WHAT YOU WILL DO -> Copy the part of the passage on alternatives to LMD GHOST that opens with the words "Some changes to, or" and closes with "prevented by view-merge.", word for word.
::: PASSAGE :::
Some changes to, or replacements for, LMD GHOST have been suggested that do not require proposer score boosting.

View-merge4 is a mechanism in which attesters freeze their fork choice some time Δ\Delta before the end of a slot. The next proposer does not freeze its fork choice, however. The assumed maximum network delay is Δ\Delta, so the proposer will see all votes in time, and it will circulate a summary of them to all validators, contained within its block. This allows the whole network to synchronise on a common view. Balancing attacks rely on giving two halves of the network different views, and would be prevented by view-merge.

The Goldfish protocol, described in the paper No More Attacks on Proof-of-Stake Ethereum?, builds on view-merge (called "message buffering" there) and adds vote expiry so that head block votes expire almost immediately (hence the name - rightly or wrongly, goldfish are famed for their short memories). The resulting protocol is provably reorg resilient and supports fast confirmations.
::: DATA SECTION :::
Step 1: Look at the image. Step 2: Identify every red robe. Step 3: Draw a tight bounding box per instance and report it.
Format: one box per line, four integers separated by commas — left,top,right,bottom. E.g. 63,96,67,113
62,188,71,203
:::
RIGHT ANSWER ->
Some changes to, or replacements for, LMD GHOST have been suggested that do not require proposer score boosting.

View-merge4 is a mechanism in which attesters freeze their fork choice some time Δ\Delta before the end of a slot. The next proposer does not freeze its fork choice, however. The assumed maximum network delay is Δ\Delta, so the proposer will see all votes in time, and it will circulate a summary of them to all validators, contained within its block. This allows the whole network to synchronise on a common view. Balancing attacks rely on giving two halves of the network different views, and would be prevented by view-merge.